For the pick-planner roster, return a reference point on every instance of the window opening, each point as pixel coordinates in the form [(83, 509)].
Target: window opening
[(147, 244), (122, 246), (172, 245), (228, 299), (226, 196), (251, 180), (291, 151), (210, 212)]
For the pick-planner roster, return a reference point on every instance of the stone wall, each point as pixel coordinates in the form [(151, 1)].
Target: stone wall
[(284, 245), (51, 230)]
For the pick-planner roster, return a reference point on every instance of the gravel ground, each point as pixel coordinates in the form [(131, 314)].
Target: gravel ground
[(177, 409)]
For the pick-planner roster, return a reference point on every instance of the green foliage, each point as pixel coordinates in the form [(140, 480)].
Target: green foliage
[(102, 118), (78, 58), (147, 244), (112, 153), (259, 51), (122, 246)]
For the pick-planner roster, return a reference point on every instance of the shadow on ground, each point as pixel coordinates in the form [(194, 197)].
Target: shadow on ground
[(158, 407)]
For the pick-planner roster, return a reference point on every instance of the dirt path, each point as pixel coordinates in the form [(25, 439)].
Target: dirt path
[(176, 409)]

● **Stated exercise**
Copy out the records again, replacing "pick-planner roster" with "site survey list" everywhere it appears and leaving everything else unchanged.

● **Response**
For the site survey list, return a reference point on every instance of the window opening, each point as pixel coordinates in the form [(83, 509)].
Target: window opening
[(147, 244), (122, 246), (172, 245), (228, 299), (226, 196), (251, 180), (291, 151), (210, 212)]
For the site survey list, return a reference point on every instance of the stone wall, each point as pixel coordinates in the form [(151, 1)].
Target: stone wall
[(284, 245), (51, 230)]
For the site survey list, return a reference point on every instance of the gravel ground, each point as pixel coordinates in the form [(131, 314)].
Target: gravel ground
[(177, 409)]
For the site survey list, return a reference point on every instance of the green foliage, each point as pixel coordinates in the form [(140, 480)].
Target: green foliage
[(102, 118), (78, 58), (147, 244), (112, 153), (259, 51), (122, 246)]
For the site survey list, return a reference point on every instance of the shadow on ground, each point as pixel coordinates in the form [(194, 197)].
Target: shadow on ground
[(158, 407)]
For the site survey list, return a reference point on every instance of the dirt path, each point as pixel coordinates in the form [(25, 439)].
Target: dirt path
[(176, 409)]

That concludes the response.